The records below must be output exactly, without pictures.

• Data records
━━━━━━━━
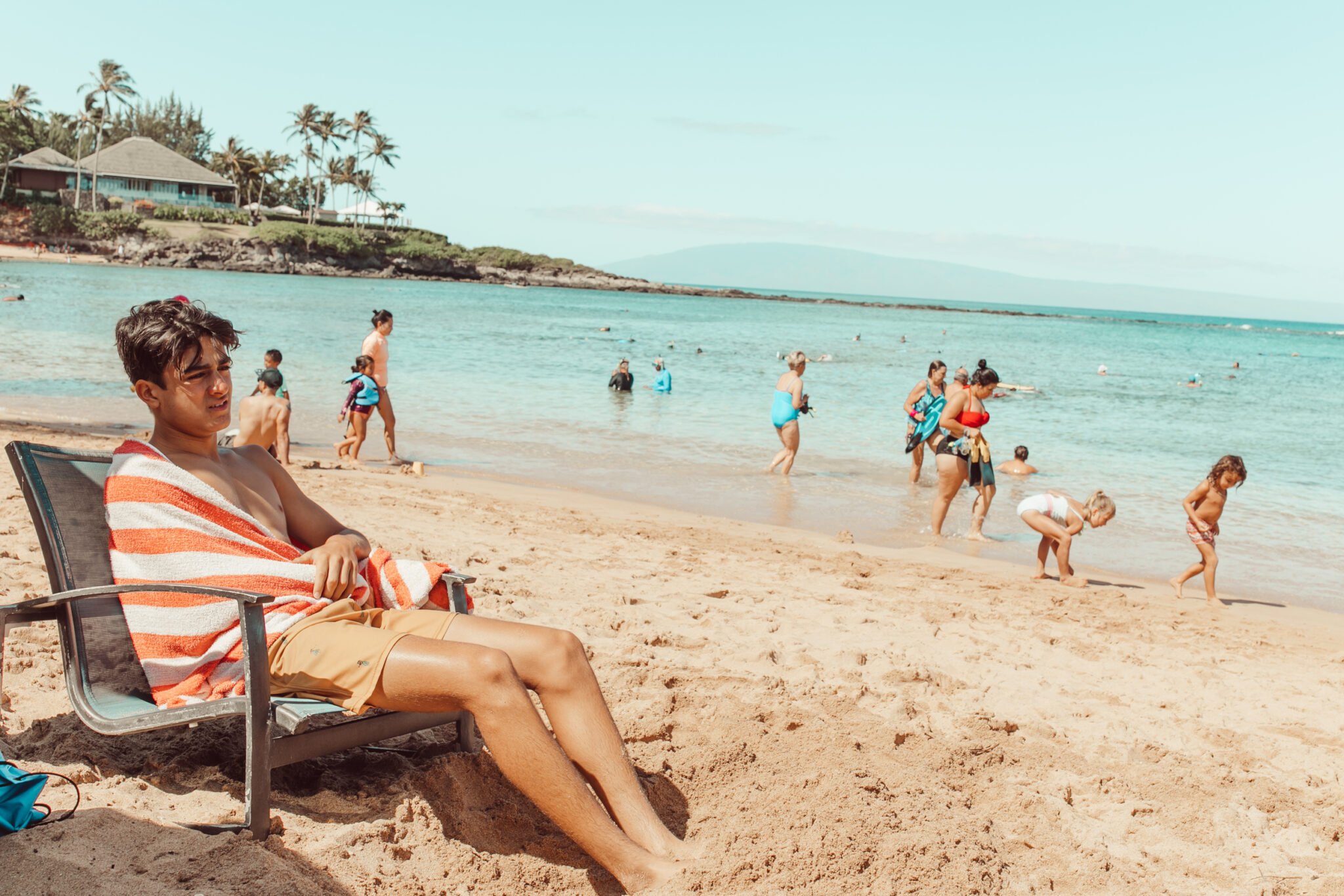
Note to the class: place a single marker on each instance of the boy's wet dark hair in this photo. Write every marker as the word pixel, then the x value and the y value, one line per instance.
pixel 984 375
pixel 1228 464
pixel 169 332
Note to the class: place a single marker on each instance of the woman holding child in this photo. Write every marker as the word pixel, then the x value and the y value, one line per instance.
pixel 924 402
pixel 963 453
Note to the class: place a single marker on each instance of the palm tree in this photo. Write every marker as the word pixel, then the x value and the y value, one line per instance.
pixel 363 182
pixel 234 161
pixel 341 173
pixel 269 167
pixel 87 120
pixel 329 131
pixel 382 150
pixel 391 211
pixel 358 125
pixel 304 125
pixel 23 106
pixel 110 81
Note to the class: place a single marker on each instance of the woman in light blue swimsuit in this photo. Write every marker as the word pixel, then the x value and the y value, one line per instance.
pixel 789 399
pixel 922 406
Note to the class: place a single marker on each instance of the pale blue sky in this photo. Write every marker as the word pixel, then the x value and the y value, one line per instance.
pixel 1179 144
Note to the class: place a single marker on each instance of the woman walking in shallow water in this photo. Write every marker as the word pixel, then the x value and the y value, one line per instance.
pixel 375 347
pixel 921 405
pixel 789 399
pixel 964 455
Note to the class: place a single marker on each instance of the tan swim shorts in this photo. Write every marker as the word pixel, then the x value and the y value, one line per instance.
pixel 338 653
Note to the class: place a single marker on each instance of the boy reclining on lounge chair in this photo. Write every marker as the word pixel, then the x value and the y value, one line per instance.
pixel 350 625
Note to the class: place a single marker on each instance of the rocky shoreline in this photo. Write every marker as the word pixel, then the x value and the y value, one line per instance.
pixel 260 257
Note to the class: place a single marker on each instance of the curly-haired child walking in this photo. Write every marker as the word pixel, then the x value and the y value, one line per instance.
pixel 1205 506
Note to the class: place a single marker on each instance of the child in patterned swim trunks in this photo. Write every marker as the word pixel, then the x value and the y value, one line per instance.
pixel 1205 506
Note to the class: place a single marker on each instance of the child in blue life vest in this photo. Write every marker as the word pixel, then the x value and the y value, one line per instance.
pixel 359 403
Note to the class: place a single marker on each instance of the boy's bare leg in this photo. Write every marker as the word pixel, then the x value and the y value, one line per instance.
pixel 1206 551
pixel 1042 555
pixel 978 511
pixel 424 675
pixel 553 664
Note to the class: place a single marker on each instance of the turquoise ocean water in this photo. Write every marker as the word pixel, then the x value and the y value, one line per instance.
pixel 511 383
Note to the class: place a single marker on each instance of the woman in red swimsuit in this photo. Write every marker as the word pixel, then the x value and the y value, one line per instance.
pixel 964 455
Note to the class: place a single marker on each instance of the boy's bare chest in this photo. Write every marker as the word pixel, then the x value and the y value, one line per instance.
pixel 247 489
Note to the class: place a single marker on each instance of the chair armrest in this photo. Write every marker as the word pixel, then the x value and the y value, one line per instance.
pixel 104 590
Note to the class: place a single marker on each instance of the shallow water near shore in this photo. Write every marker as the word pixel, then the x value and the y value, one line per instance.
pixel 511 383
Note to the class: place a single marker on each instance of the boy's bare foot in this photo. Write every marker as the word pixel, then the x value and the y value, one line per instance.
pixel 656 872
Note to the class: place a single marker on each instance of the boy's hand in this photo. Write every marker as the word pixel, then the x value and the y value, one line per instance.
pixel 335 567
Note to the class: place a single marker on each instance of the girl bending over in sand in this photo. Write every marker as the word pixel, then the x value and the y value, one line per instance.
pixel 789 401
pixel 1203 507
pixel 1058 518
pixel 359 403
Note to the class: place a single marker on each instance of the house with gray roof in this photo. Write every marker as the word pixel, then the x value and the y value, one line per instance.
pixel 135 169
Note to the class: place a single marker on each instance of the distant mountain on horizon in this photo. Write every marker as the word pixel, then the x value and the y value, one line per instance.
pixel 823 269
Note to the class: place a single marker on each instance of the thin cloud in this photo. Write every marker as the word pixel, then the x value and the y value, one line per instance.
pixel 963 247
pixel 732 128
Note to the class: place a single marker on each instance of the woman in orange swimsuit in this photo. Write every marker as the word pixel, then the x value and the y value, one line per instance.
pixel 964 456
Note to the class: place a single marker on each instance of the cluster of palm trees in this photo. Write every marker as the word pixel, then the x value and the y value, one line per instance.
pixel 250 171
pixel 322 132
pixel 110 81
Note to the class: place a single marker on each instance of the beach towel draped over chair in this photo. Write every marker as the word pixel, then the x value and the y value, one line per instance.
pixel 104 678
pixel 169 525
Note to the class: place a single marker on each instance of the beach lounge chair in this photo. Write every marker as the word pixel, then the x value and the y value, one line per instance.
pixel 104 679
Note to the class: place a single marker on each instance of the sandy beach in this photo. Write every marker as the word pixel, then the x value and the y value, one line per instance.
pixel 823 716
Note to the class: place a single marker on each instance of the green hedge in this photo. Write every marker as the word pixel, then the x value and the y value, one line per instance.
pixel 58 220
pixel 52 220
pixel 106 225
pixel 515 260
pixel 202 214
pixel 423 243
pixel 328 239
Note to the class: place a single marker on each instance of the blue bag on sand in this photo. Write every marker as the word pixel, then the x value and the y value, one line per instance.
pixel 19 806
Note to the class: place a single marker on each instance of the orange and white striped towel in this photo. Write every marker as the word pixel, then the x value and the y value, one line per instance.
pixel 169 525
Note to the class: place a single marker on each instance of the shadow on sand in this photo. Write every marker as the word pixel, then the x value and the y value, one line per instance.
pixel 472 800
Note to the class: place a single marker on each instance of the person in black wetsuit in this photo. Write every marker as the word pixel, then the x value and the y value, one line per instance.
━━━━━━━━
• Answer space
Note to the class: place a single marker on each instance of the boy's wet dark hair in this photo. Write every marker as the word pixel, then the x value and the y value, one line per instance.
pixel 984 375
pixel 1228 464
pixel 169 332
Note to the class: place a single marker on each instance of the woman holding child in this photo. Write every marker as the word pixel, then the x value and the y value, one line per instance.
pixel 924 402
pixel 963 453
Note to the class: place a single marker on each instance of the palm tree in this photo. Write every marker as the word pixel, then the x value and the y value, one line per instance.
pixel 363 182
pixel 234 161
pixel 341 173
pixel 269 167
pixel 87 120
pixel 329 131
pixel 382 150
pixel 391 211
pixel 358 125
pixel 304 125
pixel 23 106
pixel 110 81
Note to the class: place a single marker on each instance of the woman in light blue swimsuit in this photo. Write every marker as the word pixel, then the x value and the y value, one line per instance.
pixel 789 399
pixel 922 406
Note to the class: place a single marker on each instance of the pale blue sky in this photo. Write every marker as the word pixel, then the x value and the y value, one line per instance.
pixel 1179 144
Note to the class: place a single marker on each instance of the woman walking in shallow water in this photo. Write every marker as the word pixel, then the x value and the y value, one line per instance.
pixel 375 347
pixel 921 405
pixel 789 399
pixel 964 455
Note to the class: place a single marker on each instance of the tan swim shorts in this photo. Write every marker as the word pixel, then the x value and the y value, one line per instance.
pixel 338 653
Note to the class: place a single marker on each instance of the boy reclining on lounge chair in this photo. Write every marker as the word pixel, then the x value and the y value, one line per instance.
pixel 350 625
Note to the class: place a single marker on each instance of the rocky shoreline in this photo. Write every marker as the word pixel, then the x value and the y value, one line per instance.
pixel 260 257
Note to the class: place a single marker on each instance of the curly-haired child walking in this photo. Write every marker as the word pixel, then the x value and the y value, one line per instance.
pixel 1205 506
Note to the class: place a single marker on each instance of the child in patterned swim trunks in this photo. Write every marker as the word pixel, then the x value and the y value, one line per instance.
pixel 1205 506
Note to the class: place a single marker on each instance of the child in blue life vest in this photo. Write every marker as the word pixel, then the x value and the y value, one line per instance.
pixel 359 403
Note to the class: place a single marker on each instance of the boy's bare leg in this photo. Write every marker as the word pixel, then the x value and the y value, one line per instance.
pixel 1206 551
pixel 1042 555
pixel 978 511
pixel 424 675
pixel 553 664
Note to the class: place a single marker on each instance of the turquoise ocean water in this photo. Write every marker as the word pixel, then the x value and the y value, one line per instance.
pixel 511 383
Note to the class: place a single marker on each instance of the woman in red swimsuit in this photo. Write every marker as the word pixel, then the x value and the y value, one line per instance.
pixel 964 455
Note to the class: place a single marker on each instance of the boy's bare chest in this photo. Write every marker as the word pixel, then the x value and the y value, one line per instance.
pixel 247 489
Note to the class: place a single marker on each instance of the chair armrest in this photo. Write every marker as the word pixel, then the x value and the y value, one line per instance.
pixel 104 590
Note to the class: place a single marker on each instance of the shallow water near shore in this photo. Write every marker as the word pixel, then the x value and the y value, one line per instance.
pixel 511 383
Note to the class: place a single marker on each instance of the boy's bare foot in this photo. Write every marker as the word pixel, then the x value and the y value, one line per instance.
pixel 656 872
Note to the class: place a single marker on each instance of the boy's hand in this photo. Write every marker as the word pixel, then the x value and the y value, one line per instance.
pixel 335 567
Note to the class: place a single marker on each instance of the girl bending over in sand in this photo. Write every marker as the word pixel, then the x value and the y value, one line per instance.
pixel 789 401
pixel 1203 507
pixel 1058 518
pixel 359 403
Note to the class: place a single marker on each instance of the house with gray roof in this photo. Write every marker as the word pixel, then the x value and the y value, one line per instance.
pixel 135 169
Note to the class: place a single marker on each instance of the distant mountain on horizon in this photo. Write every marker as the word pixel, then the x value and the y value, one line per instance.
pixel 823 269
Note to the class: place a single marker on each instance of the thin cloud in this photo. Write every marker as the word pixel, then the x value and the y value, one line per instance.
pixel 963 247
pixel 732 128
Note to the class: place a single marker on each instance of the woman in orange swimsuit in this photo. Write every marker as the word pixel, then the x value and the y value, one line per instance.
pixel 964 456
Note to the class: place a single marker on each instance of the cluster of palm trees in this photo. Write every marker as the word pixel, then the x value and the y value, one line per instance.
pixel 250 171
pixel 322 132
pixel 110 81
Note to the class: place a single marker on each instance of the beach towel draped over chair in this photo. Write every marker as the word pixel, then the x value and the y value, one line per instance.
pixel 104 678
pixel 169 525
Note to the class: place a single marker on each instance of the beach lounge chair in this photo. Write every marker as the word pixel, then the x value and the y value, one line per instance.
pixel 104 679
Note to the class: place a single marker on each instance of the sandy beach in this photo. Write every marker as the word pixel, then the x value and the y value, one line per instance.
pixel 823 716
Note to the class: place a single marker on each instance of the green hedge in this photo. Write every marker as the word pixel, then the x value and the y value, one line per instance.
pixel 58 220
pixel 52 220
pixel 106 225
pixel 515 260
pixel 202 214
pixel 423 243
pixel 328 239
Note to the class: place a single marker on each instance of the blue bag on sand in this photo. Write every marker as the word pixel, then the x value and the y value, one line per instance.
pixel 19 806
Note to the class: place a single marker on each instance of the orange and white striped towel in this photo. Write every marker as the word pixel, then the x value and the y value, one line per instance.
pixel 169 525
Note to the class: place a single marker on each instance of the shadow on sand in this photo. Write every marker as the word pixel, then the x value and the y value, one line per instance.
pixel 472 800
Note to the class: place a single marker on each instance of the person in black wetsuit in this photo. Write every marker as the word pixel, then the x value and the y value, one line per instance.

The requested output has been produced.